Records for processing:

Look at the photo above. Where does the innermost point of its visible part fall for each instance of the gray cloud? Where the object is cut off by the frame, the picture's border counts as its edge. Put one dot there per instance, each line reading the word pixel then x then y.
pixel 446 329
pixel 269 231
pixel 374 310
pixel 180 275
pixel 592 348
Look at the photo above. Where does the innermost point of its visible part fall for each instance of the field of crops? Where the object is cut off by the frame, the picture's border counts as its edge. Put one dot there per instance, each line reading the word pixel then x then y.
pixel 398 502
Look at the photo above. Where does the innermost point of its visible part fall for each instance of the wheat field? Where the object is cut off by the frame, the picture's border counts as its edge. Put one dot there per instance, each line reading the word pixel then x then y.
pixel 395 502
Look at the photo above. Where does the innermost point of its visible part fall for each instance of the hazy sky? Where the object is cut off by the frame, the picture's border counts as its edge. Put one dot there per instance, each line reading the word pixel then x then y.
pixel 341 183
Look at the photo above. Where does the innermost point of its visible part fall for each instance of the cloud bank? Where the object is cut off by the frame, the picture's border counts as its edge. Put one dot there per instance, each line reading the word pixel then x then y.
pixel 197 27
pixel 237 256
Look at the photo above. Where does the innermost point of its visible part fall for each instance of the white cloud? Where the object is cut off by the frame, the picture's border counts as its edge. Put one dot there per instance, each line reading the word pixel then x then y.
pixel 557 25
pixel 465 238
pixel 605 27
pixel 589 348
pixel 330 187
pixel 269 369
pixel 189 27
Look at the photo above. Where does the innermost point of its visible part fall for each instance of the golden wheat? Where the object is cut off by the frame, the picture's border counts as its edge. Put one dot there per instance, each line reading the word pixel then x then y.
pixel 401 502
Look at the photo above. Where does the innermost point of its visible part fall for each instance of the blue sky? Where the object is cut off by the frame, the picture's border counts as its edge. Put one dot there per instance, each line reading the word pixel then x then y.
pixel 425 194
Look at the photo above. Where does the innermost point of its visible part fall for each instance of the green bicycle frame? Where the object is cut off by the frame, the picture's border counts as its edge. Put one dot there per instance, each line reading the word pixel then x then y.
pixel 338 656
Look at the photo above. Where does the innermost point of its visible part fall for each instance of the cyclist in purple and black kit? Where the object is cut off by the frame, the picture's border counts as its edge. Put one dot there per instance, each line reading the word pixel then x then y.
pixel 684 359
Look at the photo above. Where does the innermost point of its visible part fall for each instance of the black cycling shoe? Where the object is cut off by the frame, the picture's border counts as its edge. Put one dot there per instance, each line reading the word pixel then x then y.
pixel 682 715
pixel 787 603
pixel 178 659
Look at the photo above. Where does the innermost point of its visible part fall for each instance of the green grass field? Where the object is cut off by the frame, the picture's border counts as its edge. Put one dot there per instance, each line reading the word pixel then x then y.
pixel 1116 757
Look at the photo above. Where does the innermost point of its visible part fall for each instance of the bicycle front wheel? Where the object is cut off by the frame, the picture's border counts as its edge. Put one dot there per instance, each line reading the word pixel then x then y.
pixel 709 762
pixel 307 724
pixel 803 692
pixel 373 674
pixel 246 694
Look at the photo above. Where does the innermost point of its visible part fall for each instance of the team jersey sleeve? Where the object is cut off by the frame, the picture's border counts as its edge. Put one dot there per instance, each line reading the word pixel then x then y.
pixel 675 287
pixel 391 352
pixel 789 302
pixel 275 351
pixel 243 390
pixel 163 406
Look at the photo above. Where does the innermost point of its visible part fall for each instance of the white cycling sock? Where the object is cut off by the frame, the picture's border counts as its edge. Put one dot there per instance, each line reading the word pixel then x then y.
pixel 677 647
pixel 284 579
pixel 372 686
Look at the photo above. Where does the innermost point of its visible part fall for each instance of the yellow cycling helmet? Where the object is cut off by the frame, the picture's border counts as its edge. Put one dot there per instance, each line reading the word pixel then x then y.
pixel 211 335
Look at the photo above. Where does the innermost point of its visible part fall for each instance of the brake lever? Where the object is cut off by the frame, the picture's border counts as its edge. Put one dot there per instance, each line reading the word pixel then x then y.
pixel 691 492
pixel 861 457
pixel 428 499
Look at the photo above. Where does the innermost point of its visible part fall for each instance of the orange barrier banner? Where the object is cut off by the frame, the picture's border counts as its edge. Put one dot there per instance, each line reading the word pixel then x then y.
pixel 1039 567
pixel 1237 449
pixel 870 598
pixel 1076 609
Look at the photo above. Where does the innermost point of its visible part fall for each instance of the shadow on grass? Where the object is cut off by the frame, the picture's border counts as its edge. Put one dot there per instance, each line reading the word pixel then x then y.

Written request:
Put the rows from the line with "of the brake" to the line with "pixel 1076 609", both included, into a Markdown table with the columns Number and Text, leaving out any blank lines.

Task solution:
| Number | Text |
|---|---|
| 1 | Look at the photo above. Where does the innermost point of its visible part fall for each instance of the brake lever? Where the object is cut off by the frame, the picture's border counts as its edge. Put one dot there per instance, each line reading the word pixel then x then y. |
| 2 | pixel 691 492 |
| 3 | pixel 861 457 |
| 4 | pixel 428 499 |
| 5 | Look at the photo above. Where does the innermost point of its visible part fall for each instance of the orange barrier banner? Where the object is cut off by the frame, the picture's border counts as its edge. Put one dot there per instance, each line reading the word pixel then x then y. |
| 6 | pixel 1039 567 |
| 7 | pixel 1237 449 |
| 8 | pixel 870 598 |
| 9 | pixel 1076 609 |